Passage for review
****
ES Bancshares, Inc. Announces Completion Of $14.0 Million Subordinated Notes Offering

ES Bancshares, Inc.
·4-min read

NEWBURGH, N.Y., Oct. 28, 2020 (GLOBE NEWSWIRE) -- ES Bancshares, Inc. (the “Company”) (OTC Pink: “ESBS”), the bank holding company for Empire State Bank (the “Bank”), today announced the completion of a private placement of $14.0 million of its 6.00% Fixed-to-Floating Rate Subordinated Notes due 2030 (the “Notes”) to certain qualified institutional buyers and accredited investors.

The Notes have a maturity date of October 30, 2030 and initially bear interest, payable semi-annually in arrears, at a fixed annual rate of 6.00% per annum until October 30, 2025. Commencing on that date, the interest rate applicable to the outstanding principal amount due will be reset quarterly to an interest rate per annum equal to a benchmark rate, which is expected to be the three-month secured overnight financing rate (SOFR) plus 579 basis points, payable quarterly in arrears, until maturity or earlier redemption date. The Company may redeem the Notes at par, in whole or in part, at its option, beginning on October 30, 2025. The Notes are intended to qualify as Tier 2 capital for regulatory capital purposes for the Company.

The Company intends to use the net proceeds from the private placement to repay $7.5 million of outstanding Company indebtedness, to support organic growth, for general corporate purposes and to fund potential acquisitions.

Philip Guarnieri, the Company’s Chief Executive Officer, stated, “We are very pleased with the interest in our offering and its completion on favorable terms. We have experienced strong across-the-board growth in our retail franchise particularly in our Staten Island and Brooklyn markets and believe that the additional capital created by this offering will allow us to continue this growth. It is all about momentum in this business and this offering will enable us to maintain our strong momentum.”
****
Records provided
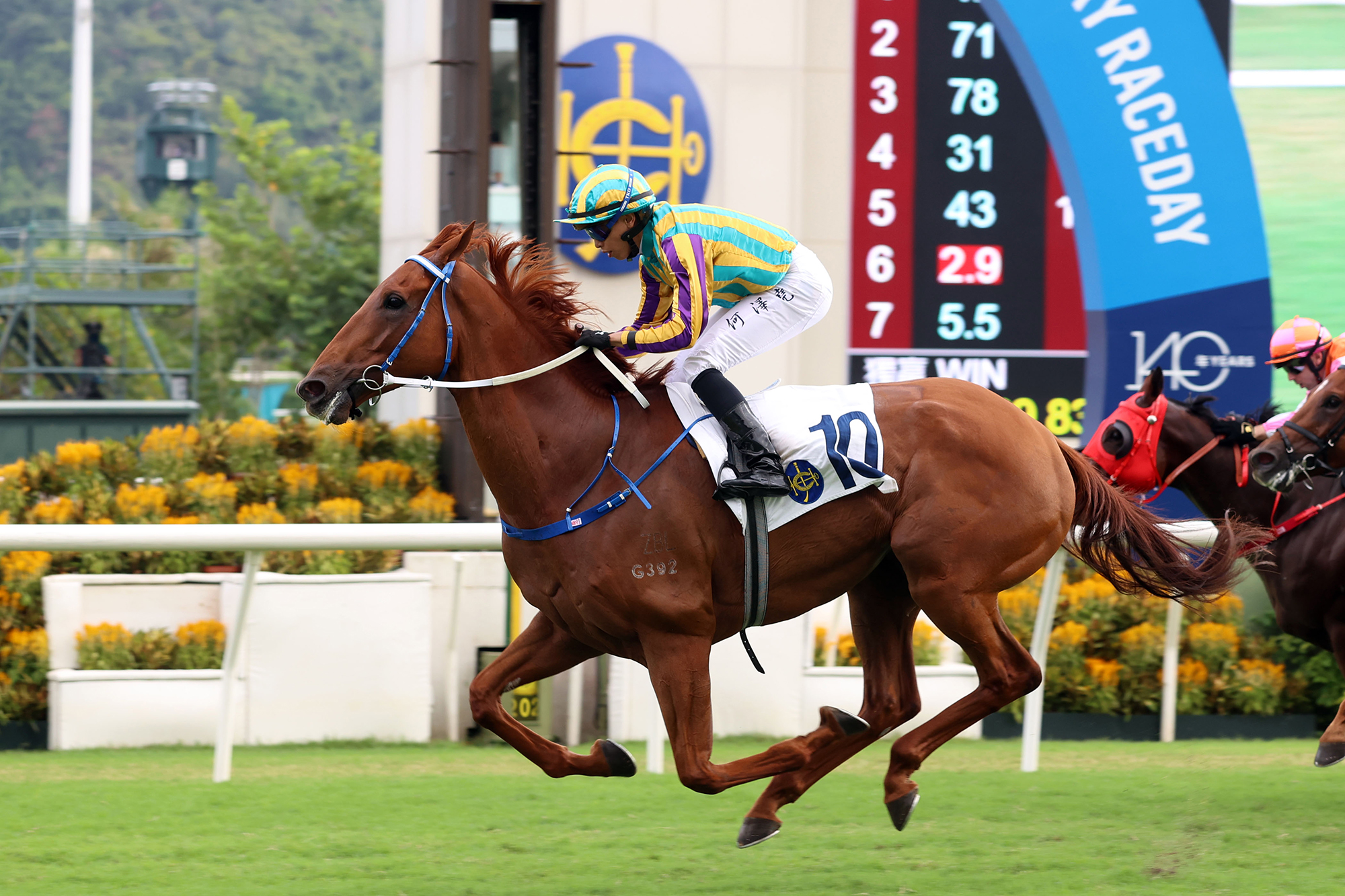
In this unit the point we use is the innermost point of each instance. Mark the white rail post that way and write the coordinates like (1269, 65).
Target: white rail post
(1168, 712)
(1040, 645)
(451, 661)
(575, 705)
(235, 638)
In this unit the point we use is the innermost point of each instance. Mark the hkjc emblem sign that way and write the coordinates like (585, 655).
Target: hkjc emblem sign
(627, 101)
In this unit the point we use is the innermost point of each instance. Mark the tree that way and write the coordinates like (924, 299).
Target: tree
(295, 249)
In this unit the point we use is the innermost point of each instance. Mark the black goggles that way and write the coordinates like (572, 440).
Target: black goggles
(1293, 366)
(601, 232)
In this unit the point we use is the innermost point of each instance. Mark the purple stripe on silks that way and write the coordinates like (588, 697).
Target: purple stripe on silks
(649, 307)
(684, 295)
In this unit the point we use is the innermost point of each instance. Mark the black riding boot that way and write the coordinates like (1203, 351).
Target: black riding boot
(765, 477)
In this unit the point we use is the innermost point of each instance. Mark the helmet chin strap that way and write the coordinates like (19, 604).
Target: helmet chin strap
(630, 237)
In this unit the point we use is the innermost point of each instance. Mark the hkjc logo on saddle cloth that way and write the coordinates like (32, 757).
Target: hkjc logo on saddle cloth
(629, 103)
(828, 438)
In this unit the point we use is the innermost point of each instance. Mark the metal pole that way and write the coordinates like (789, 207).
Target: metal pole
(455, 729)
(79, 188)
(225, 731)
(575, 705)
(1040, 645)
(1168, 713)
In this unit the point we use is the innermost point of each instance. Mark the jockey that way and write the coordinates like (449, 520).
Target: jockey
(767, 286)
(1303, 349)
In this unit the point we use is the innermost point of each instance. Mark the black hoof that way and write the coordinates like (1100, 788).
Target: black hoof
(849, 724)
(1330, 754)
(902, 809)
(619, 759)
(755, 830)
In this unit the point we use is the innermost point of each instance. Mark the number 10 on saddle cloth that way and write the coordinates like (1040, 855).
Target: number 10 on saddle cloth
(828, 438)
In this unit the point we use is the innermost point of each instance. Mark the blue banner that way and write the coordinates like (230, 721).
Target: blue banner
(1136, 101)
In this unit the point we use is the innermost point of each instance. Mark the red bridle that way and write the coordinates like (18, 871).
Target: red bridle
(1137, 470)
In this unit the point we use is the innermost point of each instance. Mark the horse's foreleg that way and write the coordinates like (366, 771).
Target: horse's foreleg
(1005, 669)
(680, 667)
(541, 650)
(882, 616)
(1332, 747)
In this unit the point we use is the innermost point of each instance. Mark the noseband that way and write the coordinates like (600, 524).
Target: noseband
(1312, 463)
(442, 279)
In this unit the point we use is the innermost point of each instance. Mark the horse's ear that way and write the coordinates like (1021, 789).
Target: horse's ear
(463, 243)
(1153, 388)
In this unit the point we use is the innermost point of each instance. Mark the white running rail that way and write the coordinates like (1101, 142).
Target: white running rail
(254, 541)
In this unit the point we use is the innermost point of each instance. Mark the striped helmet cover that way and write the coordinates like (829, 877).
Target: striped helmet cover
(605, 193)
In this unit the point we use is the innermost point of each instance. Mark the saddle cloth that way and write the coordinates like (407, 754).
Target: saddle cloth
(828, 438)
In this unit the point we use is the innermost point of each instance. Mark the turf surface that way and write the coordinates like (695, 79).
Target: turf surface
(1297, 139)
(1192, 817)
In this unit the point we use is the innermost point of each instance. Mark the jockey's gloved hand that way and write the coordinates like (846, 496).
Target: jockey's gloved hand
(595, 338)
(1237, 431)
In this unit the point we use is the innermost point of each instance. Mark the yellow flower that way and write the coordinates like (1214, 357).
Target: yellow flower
(1192, 673)
(299, 478)
(208, 631)
(106, 634)
(1105, 671)
(142, 503)
(13, 473)
(252, 431)
(177, 440)
(24, 565)
(1069, 634)
(28, 641)
(80, 455)
(338, 510)
(213, 487)
(431, 505)
(1213, 635)
(54, 510)
(384, 474)
(267, 513)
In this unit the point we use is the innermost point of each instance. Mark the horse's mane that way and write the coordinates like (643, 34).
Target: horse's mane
(1199, 405)
(527, 276)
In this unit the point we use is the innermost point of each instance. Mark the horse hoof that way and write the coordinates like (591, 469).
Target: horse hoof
(755, 830)
(902, 807)
(849, 724)
(619, 759)
(1330, 754)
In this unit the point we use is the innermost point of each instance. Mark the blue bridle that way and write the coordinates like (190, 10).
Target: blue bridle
(442, 278)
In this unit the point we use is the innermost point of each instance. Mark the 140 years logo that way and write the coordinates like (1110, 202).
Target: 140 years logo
(626, 100)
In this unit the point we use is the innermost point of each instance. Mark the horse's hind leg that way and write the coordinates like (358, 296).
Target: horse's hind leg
(882, 615)
(680, 667)
(541, 650)
(1005, 669)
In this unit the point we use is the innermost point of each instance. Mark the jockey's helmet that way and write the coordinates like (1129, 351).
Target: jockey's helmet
(1297, 338)
(607, 193)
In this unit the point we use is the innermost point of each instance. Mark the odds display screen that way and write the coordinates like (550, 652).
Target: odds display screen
(964, 257)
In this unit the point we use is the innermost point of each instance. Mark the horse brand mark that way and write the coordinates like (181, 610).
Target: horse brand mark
(656, 542)
(649, 571)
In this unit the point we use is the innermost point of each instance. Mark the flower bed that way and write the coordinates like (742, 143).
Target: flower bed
(1108, 650)
(248, 471)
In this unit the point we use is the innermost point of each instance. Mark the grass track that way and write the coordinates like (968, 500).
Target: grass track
(1192, 817)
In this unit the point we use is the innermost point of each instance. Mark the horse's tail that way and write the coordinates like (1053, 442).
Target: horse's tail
(1124, 542)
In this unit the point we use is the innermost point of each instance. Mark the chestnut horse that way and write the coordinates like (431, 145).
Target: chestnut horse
(1307, 563)
(987, 497)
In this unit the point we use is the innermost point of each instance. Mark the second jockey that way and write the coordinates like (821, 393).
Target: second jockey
(766, 286)
(1307, 353)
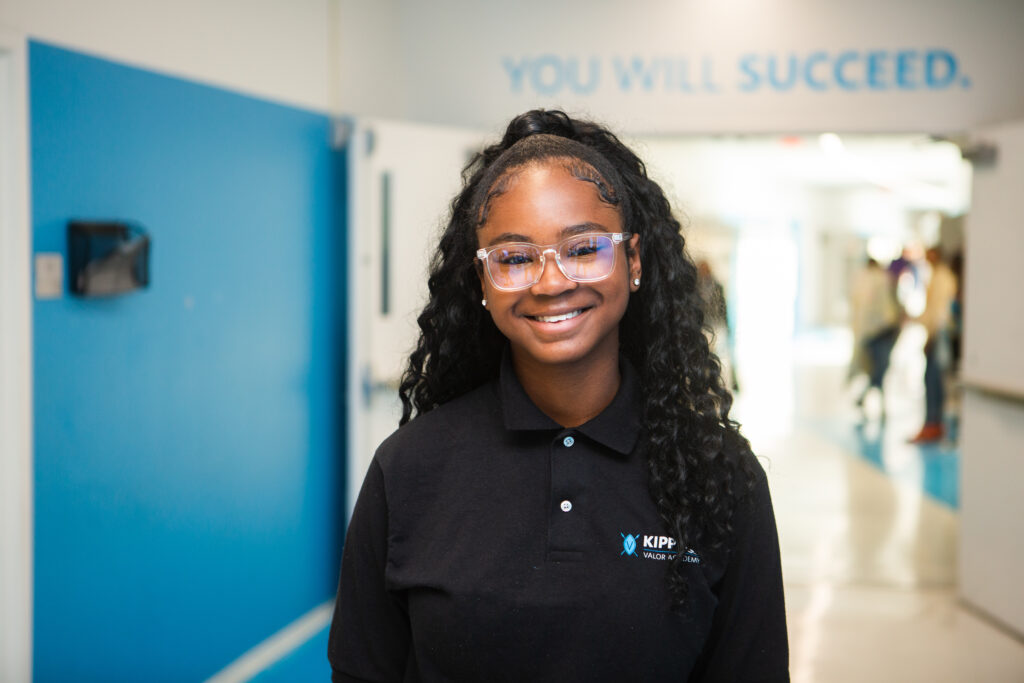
****
Work request A
On what date do the Notes described in the announcement mature?
Work request B
Transcribe the announcement from "The Notes have" to "for the Company.", keeping every word and punctuation mark unchanged.

Exercise result A
October 30, 2030

Exercise result B
The Notes have a maturity date of October 30, 2030 and initially bear interest, payable semi-annually in arrears, at a fixed annual rate of 6.00% per annum until October 30, 2025. Commencing on that date, the interest rate applicable to the outstanding principal amount due will be reset quarterly to an interest rate per annum equal to a benchmark rate, which is expected to be the three-month secured overnight financing rate (SOFR) plus 579 basis points, payable quarterly in arrears, until maturity or earlier redemption date. The Company may redeem the Notes at par, in whole or in part, at its option, beginning on October 30, 2025. The Notes are intended to qualify as Tier 2 capital for regulatory capital purposes for the Company.